• Task
Transcribe exactly everything in the data below from the line containing "Screen reader assistance — describe where the floating" down to the line containing "Screen reader assistance — describe where the orange and", both lines included and nothing further.

• Source records
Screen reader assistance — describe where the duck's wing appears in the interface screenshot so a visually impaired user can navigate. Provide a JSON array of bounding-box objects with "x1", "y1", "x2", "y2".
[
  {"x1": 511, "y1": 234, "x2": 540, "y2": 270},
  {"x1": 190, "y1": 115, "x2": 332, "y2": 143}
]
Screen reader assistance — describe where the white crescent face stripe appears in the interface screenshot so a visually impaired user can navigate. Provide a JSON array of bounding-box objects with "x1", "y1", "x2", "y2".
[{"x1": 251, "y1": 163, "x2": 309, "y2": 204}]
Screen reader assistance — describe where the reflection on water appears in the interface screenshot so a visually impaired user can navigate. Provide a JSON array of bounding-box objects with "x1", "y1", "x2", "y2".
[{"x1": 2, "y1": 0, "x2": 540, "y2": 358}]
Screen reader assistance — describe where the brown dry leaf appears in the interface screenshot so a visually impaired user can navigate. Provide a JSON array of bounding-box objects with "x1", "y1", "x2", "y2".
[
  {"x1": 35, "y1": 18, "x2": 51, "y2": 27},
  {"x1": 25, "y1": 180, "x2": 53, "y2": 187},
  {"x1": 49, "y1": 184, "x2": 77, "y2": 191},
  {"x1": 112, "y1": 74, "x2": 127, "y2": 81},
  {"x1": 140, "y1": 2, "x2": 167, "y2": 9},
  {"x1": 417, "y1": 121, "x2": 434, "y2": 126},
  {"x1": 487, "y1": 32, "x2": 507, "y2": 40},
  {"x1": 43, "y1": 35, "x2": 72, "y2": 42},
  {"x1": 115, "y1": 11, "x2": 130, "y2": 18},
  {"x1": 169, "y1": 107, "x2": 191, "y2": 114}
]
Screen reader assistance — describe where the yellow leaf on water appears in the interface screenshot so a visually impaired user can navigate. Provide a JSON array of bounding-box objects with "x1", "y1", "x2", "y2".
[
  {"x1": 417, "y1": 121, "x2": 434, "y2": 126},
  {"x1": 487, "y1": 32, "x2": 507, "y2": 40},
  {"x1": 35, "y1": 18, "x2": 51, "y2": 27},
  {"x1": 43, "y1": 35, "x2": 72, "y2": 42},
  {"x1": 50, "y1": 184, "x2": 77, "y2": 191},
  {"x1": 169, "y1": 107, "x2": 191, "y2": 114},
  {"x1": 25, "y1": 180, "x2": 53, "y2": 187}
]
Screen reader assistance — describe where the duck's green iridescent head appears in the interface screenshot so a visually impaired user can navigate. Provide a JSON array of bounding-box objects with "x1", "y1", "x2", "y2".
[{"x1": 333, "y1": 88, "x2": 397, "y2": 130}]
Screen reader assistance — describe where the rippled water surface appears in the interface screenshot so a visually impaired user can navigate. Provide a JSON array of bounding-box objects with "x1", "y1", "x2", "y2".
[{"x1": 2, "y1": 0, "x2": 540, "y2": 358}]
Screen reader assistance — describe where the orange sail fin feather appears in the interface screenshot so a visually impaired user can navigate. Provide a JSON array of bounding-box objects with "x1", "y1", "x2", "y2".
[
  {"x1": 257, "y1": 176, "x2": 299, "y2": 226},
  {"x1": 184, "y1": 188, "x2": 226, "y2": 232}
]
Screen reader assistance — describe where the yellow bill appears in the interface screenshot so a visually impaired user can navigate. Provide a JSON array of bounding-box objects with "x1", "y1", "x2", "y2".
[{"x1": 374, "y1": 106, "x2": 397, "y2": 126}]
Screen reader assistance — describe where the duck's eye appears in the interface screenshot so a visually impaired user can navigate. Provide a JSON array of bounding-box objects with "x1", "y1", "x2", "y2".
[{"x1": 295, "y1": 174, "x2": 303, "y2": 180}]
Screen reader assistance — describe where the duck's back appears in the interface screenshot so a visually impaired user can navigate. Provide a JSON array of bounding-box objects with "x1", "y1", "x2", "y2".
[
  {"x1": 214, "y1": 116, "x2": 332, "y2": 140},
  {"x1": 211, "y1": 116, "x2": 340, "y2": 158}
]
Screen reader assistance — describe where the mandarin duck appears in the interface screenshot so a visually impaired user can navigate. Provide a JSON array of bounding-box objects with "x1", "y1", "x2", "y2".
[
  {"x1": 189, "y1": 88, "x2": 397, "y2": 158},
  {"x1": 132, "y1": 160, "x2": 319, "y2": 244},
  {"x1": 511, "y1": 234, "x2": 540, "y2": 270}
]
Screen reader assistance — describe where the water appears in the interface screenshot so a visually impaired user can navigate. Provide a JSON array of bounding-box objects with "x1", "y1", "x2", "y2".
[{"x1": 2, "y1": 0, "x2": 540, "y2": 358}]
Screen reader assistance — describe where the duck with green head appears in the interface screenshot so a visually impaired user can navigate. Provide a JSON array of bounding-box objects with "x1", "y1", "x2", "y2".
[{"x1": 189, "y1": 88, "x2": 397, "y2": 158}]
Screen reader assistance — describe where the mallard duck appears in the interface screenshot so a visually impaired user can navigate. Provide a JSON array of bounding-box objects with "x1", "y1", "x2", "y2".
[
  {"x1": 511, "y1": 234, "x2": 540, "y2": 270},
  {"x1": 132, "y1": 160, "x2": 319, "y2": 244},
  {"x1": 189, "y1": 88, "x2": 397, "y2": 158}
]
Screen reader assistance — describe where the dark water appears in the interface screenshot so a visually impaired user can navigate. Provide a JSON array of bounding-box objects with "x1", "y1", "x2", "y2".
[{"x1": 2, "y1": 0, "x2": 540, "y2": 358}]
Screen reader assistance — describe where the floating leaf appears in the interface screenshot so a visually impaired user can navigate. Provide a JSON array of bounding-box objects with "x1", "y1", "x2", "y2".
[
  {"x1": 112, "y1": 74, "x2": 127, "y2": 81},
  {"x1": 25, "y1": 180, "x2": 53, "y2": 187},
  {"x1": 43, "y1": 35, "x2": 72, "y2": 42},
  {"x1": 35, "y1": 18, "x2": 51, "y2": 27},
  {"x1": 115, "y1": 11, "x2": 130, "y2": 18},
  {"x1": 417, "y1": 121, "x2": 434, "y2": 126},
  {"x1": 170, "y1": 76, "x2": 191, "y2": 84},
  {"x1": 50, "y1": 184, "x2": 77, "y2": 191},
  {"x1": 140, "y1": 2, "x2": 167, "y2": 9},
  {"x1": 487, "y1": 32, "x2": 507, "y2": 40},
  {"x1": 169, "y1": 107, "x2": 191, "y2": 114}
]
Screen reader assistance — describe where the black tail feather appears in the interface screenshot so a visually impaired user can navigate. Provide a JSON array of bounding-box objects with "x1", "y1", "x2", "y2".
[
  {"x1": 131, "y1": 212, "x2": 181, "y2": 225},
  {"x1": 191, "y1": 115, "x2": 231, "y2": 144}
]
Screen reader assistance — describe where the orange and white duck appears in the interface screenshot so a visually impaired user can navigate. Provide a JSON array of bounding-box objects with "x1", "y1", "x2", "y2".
* * *
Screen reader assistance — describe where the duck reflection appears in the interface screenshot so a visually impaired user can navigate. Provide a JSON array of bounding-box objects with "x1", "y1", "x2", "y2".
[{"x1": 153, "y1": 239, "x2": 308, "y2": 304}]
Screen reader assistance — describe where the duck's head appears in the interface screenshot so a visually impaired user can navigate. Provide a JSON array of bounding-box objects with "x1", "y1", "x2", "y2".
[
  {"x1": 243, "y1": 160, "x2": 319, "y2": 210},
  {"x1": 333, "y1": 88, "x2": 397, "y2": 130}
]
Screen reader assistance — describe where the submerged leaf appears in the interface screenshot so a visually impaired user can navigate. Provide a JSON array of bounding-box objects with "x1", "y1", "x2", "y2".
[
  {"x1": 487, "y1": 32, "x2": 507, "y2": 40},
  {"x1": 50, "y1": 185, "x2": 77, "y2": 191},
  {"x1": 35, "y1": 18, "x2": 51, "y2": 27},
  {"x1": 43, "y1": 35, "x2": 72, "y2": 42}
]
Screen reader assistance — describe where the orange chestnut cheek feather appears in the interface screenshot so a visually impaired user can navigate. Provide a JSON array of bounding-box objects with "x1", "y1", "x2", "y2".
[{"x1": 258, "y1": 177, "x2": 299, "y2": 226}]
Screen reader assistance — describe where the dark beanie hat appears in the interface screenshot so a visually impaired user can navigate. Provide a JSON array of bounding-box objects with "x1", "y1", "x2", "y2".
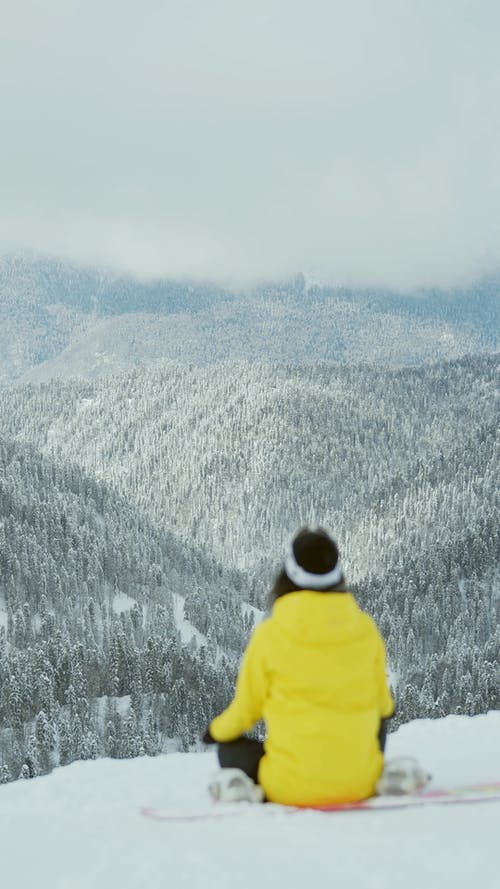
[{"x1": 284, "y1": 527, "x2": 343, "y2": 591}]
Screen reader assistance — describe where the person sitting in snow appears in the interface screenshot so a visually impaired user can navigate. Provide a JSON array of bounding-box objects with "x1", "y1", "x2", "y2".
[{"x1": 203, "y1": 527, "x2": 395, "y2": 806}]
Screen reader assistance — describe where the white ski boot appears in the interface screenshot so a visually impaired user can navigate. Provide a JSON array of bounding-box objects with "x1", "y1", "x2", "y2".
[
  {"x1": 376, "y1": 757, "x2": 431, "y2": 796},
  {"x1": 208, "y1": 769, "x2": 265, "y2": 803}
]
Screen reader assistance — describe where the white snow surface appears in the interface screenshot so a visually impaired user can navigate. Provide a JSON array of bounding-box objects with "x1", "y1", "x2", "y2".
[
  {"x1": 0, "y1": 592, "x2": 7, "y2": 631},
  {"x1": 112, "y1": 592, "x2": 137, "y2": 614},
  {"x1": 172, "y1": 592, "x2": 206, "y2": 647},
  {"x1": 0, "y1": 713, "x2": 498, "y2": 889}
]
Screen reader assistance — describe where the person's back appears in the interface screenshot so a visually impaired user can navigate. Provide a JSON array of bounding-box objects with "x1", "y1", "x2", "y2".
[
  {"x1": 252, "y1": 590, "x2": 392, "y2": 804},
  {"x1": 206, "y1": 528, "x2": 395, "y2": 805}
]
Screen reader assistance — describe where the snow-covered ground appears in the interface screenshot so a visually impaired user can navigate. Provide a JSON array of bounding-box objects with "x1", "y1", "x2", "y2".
--
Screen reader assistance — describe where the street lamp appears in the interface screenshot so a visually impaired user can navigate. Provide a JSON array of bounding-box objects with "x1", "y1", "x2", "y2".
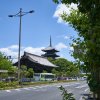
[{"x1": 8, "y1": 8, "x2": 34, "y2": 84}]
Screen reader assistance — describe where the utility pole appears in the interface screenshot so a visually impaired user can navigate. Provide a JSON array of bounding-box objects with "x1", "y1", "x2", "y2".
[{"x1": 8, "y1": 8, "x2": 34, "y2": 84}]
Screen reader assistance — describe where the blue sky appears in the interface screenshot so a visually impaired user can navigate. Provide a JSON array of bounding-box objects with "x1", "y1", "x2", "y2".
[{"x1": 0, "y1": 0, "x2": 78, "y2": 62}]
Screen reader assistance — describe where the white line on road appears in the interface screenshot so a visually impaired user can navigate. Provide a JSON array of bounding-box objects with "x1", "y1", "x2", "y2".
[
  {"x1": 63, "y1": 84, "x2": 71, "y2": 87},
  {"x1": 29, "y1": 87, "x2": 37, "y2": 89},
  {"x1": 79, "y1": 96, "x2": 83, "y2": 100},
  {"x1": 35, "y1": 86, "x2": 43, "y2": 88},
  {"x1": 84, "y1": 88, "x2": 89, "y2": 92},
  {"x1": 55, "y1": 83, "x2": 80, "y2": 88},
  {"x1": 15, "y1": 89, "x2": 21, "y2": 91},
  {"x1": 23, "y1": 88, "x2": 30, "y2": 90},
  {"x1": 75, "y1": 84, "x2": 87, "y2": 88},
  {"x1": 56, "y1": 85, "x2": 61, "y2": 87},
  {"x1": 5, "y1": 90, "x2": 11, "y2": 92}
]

• Problem solution
Screen reader assistance — describe where the floating leaf appears in the interface screenshot so a visually impaired user can navigate. Provide a JSON array of bounding-box objects with "x1", "y1", "x2", "y2".
[
  {"x1": 112, "y1": 74, "x2": 127, "y2": 81},
  {"x1": 25, "y1": 180, "x2": 53, "y2": 187},
  {"x1": 43, "y1": 35, "x2": 72, "y2": 42},
  {"x1": 35, "y1": 18, "x2": 51, "y2": 27},
  {"x1": 115, "y1": 11, "x2": 130, "y2": 18},
  {"x1": 417, "y1": 121, "x2": 434, "y2": 126},
  {"x1": 170, "y1": 76, "x2": 191, "y2": 84},
  {"x1": 50, "y1": 184, "x2": 77, "y2": 191},
  {"x1": 140, "y1": 2, "x2": 167, "y2": 9},
  {"x1": 487, "y1": 32, "x2": 507, "y2": 40},
  {"x1": 169, "y1": 107, "x2": 191, "y2": 114}
]
Screen reader assistance — describe where the black tail feather appears in the interface screenshot so a visually impaired user can navigate. Provide a JSON array of bounding-box objects with "x1", "y1", "x2", "y2".
[
  {"x1": 131, "y1": 212, "x2": 181, "y2": 225},
  {"x1": 191, "y1": 115, "x2": 231, "y2": 144}
]
Screen reader assistance — describe where the orange and white duck appears in the interface screenshot so a visually impaired user can navigate. Provide a JSON array of bounding-box objects with "x1", "y1", "x2", "y2".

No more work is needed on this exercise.